Records for this task START

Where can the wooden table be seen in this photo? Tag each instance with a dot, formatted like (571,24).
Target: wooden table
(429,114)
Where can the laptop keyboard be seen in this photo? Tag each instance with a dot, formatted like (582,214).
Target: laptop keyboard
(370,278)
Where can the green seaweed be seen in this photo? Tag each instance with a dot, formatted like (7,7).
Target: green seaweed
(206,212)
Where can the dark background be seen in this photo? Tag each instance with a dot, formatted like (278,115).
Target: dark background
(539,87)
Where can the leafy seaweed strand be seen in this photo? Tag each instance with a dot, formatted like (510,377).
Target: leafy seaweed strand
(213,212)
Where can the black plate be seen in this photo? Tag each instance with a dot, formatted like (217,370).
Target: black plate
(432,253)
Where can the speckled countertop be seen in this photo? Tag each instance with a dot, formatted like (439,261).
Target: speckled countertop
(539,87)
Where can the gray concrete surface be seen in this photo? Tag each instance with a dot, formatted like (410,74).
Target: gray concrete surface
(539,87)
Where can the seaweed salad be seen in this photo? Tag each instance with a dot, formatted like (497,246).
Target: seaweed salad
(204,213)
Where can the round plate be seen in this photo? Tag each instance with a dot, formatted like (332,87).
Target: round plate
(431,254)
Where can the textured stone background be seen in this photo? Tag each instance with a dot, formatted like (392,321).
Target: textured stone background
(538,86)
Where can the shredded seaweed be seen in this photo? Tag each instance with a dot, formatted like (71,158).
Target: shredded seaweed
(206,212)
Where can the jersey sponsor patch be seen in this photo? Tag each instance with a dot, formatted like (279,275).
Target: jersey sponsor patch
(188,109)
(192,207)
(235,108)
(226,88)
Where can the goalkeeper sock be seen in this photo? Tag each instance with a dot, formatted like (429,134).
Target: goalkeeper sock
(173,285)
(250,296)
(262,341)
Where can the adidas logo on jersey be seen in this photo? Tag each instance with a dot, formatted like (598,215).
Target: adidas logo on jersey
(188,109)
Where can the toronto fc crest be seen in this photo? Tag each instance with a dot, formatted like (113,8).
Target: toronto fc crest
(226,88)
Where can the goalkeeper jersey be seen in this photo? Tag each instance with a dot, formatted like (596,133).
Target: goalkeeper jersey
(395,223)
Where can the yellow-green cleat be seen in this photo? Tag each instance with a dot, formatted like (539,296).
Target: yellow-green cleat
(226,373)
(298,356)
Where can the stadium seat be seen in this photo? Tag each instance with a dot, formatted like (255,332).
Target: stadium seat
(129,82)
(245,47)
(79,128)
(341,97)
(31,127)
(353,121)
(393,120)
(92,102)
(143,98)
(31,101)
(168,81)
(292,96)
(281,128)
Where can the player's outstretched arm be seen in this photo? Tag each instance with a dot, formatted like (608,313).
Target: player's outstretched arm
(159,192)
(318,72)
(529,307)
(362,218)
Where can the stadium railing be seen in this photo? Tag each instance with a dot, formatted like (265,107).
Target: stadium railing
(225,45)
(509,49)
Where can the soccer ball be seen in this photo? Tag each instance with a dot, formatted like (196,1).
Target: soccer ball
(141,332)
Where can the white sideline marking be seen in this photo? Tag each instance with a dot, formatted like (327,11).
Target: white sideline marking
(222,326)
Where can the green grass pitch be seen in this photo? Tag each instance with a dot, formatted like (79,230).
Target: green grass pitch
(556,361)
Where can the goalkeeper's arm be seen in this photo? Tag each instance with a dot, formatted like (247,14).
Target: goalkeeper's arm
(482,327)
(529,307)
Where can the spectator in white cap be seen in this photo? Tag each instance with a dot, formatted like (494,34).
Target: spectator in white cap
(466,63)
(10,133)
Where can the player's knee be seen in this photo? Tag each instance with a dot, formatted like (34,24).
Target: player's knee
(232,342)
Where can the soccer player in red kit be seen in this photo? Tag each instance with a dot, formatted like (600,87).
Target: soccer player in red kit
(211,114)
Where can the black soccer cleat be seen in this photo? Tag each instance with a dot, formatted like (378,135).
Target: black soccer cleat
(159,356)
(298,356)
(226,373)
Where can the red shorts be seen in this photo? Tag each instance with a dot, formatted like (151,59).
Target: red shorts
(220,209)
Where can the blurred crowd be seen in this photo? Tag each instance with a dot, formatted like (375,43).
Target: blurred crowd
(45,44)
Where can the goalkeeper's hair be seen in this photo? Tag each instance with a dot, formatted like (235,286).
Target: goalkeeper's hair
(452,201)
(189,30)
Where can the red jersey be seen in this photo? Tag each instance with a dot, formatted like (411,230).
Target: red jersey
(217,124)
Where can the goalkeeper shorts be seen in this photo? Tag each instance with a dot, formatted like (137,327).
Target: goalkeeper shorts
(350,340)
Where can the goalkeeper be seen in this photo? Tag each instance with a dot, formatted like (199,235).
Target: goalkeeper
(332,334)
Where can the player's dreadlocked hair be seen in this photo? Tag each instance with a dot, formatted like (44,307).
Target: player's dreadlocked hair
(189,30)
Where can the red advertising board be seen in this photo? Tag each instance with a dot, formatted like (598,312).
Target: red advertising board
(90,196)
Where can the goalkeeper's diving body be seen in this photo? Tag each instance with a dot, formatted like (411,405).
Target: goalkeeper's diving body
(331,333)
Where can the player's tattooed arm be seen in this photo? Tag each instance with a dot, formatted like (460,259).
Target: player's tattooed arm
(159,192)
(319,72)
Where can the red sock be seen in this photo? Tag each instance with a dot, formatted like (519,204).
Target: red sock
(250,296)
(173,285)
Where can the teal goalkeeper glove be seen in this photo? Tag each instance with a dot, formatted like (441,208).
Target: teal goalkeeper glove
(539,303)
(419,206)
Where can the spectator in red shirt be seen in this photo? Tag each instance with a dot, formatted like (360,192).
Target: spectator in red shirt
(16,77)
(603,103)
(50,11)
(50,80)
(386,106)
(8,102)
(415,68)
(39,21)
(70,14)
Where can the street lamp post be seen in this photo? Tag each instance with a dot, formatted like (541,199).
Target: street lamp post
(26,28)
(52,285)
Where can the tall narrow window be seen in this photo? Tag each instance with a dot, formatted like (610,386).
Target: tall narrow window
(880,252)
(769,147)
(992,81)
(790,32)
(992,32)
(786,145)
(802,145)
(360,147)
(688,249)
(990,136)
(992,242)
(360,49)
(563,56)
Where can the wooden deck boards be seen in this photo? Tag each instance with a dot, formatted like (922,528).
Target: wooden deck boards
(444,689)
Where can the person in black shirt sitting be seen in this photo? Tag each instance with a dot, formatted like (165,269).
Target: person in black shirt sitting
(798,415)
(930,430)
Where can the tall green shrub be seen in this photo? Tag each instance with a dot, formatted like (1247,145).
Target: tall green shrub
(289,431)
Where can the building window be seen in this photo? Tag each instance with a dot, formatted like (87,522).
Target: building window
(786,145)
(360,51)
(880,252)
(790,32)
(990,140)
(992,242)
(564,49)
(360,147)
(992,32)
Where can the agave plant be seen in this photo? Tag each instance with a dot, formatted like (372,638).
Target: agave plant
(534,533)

Records for this task END

Your task is to restate, word for word, only those lines above that fall between the line holding "Target: round plate" and the line holding "Where can the shredded", inclusive.

Target: round plate
(431,254)
Where can the textured stone background be seen in this photo? Tag each instance with a dot, formatted like (392,321).
Target: textured stone background
(538,86)
Where can the shredded seaweed be seen in this photo? Tag each instance with a dot, formatted like (71,158).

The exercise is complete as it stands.